[[ RECORDED DATA, beginning ]]
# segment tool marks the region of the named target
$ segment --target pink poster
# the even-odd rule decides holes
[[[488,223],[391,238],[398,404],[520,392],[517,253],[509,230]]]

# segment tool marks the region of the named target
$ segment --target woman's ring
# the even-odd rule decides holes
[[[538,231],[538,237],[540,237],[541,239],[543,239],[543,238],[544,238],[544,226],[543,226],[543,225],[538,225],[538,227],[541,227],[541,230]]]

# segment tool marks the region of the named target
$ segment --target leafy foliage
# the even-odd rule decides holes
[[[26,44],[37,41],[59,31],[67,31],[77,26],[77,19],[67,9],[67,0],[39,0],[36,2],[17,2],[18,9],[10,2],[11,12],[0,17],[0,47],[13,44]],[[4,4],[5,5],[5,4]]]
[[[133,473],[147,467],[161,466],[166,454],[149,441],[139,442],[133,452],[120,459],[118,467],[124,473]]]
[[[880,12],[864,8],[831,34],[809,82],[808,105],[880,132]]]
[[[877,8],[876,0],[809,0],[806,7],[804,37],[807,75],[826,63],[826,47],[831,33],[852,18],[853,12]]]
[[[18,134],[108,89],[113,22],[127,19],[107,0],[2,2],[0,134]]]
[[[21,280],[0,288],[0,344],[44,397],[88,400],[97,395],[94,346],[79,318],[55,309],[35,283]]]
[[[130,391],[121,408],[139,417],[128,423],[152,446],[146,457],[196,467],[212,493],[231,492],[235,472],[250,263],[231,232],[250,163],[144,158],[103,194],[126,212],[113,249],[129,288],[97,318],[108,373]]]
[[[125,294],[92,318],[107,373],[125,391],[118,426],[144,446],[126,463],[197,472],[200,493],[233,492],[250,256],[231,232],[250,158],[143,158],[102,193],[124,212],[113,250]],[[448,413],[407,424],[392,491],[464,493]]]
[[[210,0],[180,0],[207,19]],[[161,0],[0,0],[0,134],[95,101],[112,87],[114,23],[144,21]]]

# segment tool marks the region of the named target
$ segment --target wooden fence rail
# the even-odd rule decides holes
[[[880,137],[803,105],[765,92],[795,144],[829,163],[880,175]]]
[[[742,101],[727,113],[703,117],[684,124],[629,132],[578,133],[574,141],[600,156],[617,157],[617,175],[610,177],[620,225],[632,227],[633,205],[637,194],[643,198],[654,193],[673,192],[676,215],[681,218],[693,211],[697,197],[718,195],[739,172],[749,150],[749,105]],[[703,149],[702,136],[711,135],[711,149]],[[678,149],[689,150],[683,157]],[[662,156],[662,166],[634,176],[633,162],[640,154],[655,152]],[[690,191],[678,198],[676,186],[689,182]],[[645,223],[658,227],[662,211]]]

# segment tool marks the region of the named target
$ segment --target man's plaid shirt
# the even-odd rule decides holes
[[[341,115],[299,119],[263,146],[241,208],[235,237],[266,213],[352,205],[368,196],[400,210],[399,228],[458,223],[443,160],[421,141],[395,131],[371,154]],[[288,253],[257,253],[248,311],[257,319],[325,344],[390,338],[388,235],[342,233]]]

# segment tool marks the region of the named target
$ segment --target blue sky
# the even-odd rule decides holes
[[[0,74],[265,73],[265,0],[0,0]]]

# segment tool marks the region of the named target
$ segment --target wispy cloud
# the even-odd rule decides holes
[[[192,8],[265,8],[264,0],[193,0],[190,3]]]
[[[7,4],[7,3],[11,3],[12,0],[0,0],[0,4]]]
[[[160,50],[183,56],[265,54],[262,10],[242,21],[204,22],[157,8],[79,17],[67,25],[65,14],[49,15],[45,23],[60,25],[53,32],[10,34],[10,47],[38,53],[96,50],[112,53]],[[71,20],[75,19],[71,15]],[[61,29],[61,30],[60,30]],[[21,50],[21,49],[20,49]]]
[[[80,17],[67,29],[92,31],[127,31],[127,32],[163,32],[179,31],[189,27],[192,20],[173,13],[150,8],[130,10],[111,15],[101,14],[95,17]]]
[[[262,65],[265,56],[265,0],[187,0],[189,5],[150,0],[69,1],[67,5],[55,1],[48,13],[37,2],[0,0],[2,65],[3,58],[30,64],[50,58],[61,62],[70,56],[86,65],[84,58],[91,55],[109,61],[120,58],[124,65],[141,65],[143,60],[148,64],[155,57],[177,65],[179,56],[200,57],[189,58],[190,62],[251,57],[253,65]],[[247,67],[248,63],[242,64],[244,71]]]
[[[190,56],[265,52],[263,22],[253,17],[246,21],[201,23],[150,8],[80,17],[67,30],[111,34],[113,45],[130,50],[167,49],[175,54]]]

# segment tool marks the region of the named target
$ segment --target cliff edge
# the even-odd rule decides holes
[[ RECORDED DATA, end ]]
■ PROBLEM STATEMENT
Through the line that contains "--target leafy foliage", copy the material above exactly, beginning at its first line and including nothing more.

■ SOLUTION
# segment tool marks the region of the named target
$ segment --target pink poster
# the even-odd rule decides holes
[[[488,223],[391,238],[398,404],[520,392],[517,253],[509,230]]]

# segment tool marks the region of the named target
$ segment --target woman's ring
# the even-odd rule decides holes
[[[538,231],[538,237],[540,237],[541,239],[543,239],[543,238],[544,238],[544,226],[543,226],[543,225],[538,225],[538,227],[541,227],[541,230]]]

# segment tool marks the region of the named target
$ segment --target leafy foliage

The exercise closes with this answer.